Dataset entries
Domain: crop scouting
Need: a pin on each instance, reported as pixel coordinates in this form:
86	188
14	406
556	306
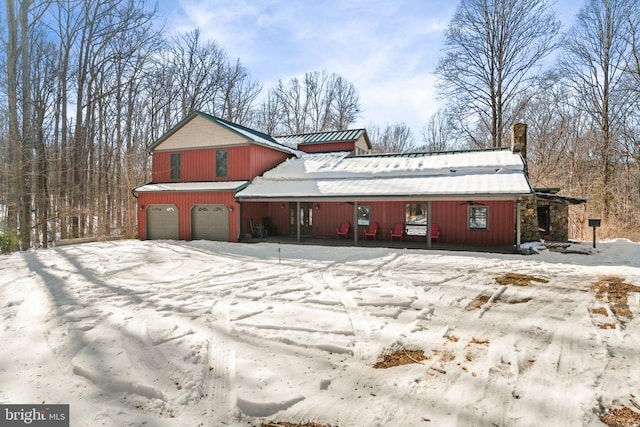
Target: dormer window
175	166
221	164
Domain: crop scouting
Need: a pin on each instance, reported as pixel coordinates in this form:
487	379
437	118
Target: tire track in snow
357	316
222	360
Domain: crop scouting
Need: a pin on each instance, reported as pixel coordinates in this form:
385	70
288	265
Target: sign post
594	223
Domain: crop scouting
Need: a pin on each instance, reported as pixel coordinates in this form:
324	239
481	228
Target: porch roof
230	186
488	174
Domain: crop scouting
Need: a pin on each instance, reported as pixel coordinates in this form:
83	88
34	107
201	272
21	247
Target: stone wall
529	221
558	221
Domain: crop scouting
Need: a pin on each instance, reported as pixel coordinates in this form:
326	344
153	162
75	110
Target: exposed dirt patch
519	279
518	300
615	291
620	417
399	357
286	424
601	311
606	325
478	302
452	338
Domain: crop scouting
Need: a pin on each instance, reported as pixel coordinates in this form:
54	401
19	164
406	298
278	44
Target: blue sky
387	49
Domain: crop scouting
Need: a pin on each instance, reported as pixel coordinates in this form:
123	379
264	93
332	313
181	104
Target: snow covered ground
161	333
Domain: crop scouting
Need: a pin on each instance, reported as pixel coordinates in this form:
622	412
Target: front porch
395	244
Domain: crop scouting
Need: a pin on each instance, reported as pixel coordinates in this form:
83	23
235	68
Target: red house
197	168
213	179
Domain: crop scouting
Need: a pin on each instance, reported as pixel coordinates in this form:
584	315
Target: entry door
305	217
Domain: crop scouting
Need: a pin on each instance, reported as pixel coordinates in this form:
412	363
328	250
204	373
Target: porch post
355	223
298	221
518	225
429	224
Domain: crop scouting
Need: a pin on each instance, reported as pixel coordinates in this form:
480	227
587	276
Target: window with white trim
478	217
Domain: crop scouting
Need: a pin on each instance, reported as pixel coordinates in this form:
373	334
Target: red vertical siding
185	202
451	216
452	219
244	163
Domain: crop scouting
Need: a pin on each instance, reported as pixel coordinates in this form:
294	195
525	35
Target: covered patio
472	197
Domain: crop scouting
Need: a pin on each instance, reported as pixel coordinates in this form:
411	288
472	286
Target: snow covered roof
494	174
191	187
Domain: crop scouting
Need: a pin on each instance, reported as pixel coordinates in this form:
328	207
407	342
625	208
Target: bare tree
438	134
319	102
393	138
595	62
491	49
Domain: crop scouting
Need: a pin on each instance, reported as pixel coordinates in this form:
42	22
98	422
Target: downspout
298	232
429	222
355	223
518	225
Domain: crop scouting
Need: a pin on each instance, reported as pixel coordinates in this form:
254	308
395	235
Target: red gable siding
244	163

Directions for this task
Each of the entries above must be output exactly, with none of the pictures.

Exercise answer
Domain: crop scouting
Need: a pin on each instance, reported as pixel coordinates in this form:
86	188
14	406
556	306
Target: dormer window
175	166
221	164
Domain: crop scouting
Need: a pin on each instance, reported as pixel coordinates in this form:
487	379
437	118
Target: tire track in snow
357	316
222	360
Domain: crop scouting
Need: a pin on each instance, reported as pixel coordinates in this form:
385	70
288	265
Target: sign post
594	223
Domain: crop scouting
Need: a pin on each instance, reported as pixel coordinates in this form:
324	239
481	228
Target: porch roof
230	186
488	174
Domain: crop scouting
Need: a pin on each instance, reported as pixel coordinates in this form:
83	88
34	107
201	272
21	247
Target: stone wall
529	221
558	221
Domain: crop scouting
Need: a pin on each instance, reported as pixel coordinates in this form:
326	344
153	162
75	110
Target: exposed dirt patch
519	279
518	300
615	291
620	417
399	357
286	424
601	311
606	325
478	302
452	338
Domain: crop scouting
Need: a pin on each instance, reported as pixel coordinates in this form:
54	401
19	164
406	298
278	44
Target: blue sky
387	49
Domain: crop scouting
Need: a pin on each instance, reported as pixel coordinates in this form:
123	379
264	93
332	313
181	104
Target: snow covered ground
161	333
Domain: crop scouting
Need: a pin on each instance, reported as pixel coordinates in this form:
622	412
Target: front porch
395	244
Domain: crop scouting
Need: a pin on each instance, reported as pixel coordinates in this form:
83	23
235	68
Target: red house
197	168
213	179
Domain: crop scouting
Need: a pin on each instance, reported as pixel coordinates in this form:
584	315
Target: entry door
305	217
Domain: crop scouting
Need: a pin on each instance, reported as pixel coordinates in this form:
412	363
328	250
204	373
Target: porch post
355	223
298	221
518	225
429	224
Domain: crop scouting
Need: a pin on each instance, reported as pixel coordinates in this form:
480	227
587	276
Target: window with white trim
478	217
Domain: crop scouting
Need: a pin on each instance, reported as pixel coordinates in this form:
373	334
Target: red vertical siding
185	202
451	216
452	219
244	163
Domain: crop scouting
Need: a pin on each instance, reported as pixel coordinates in this form:
294	195
525	35
Target: covered patio
472	197
Domain: crop scouting
Need: a pin on each instance, reported as pixel coordinates in this form:
411	288
472	286
Target: snow covered roof
494	174
191	187
Domain: crop scouting
Need: a pin on each instance, reported as pixel coordinates in this form:
328	207
407	342
625	208
Target: bare tree
438	134
319	102
393	138
595	62
491	49
Domain: crop scouting
Need: a pin on each instance, reported as pixel coordinates in this form:
42	22
98	422
Target: downspout
298	232
429	222
355	223
518	225
Domain: crop scouting
Need: a pin on each instance, reported as pixel coordinates in this form:
254	308
395	235
Target: red gable siding
244	163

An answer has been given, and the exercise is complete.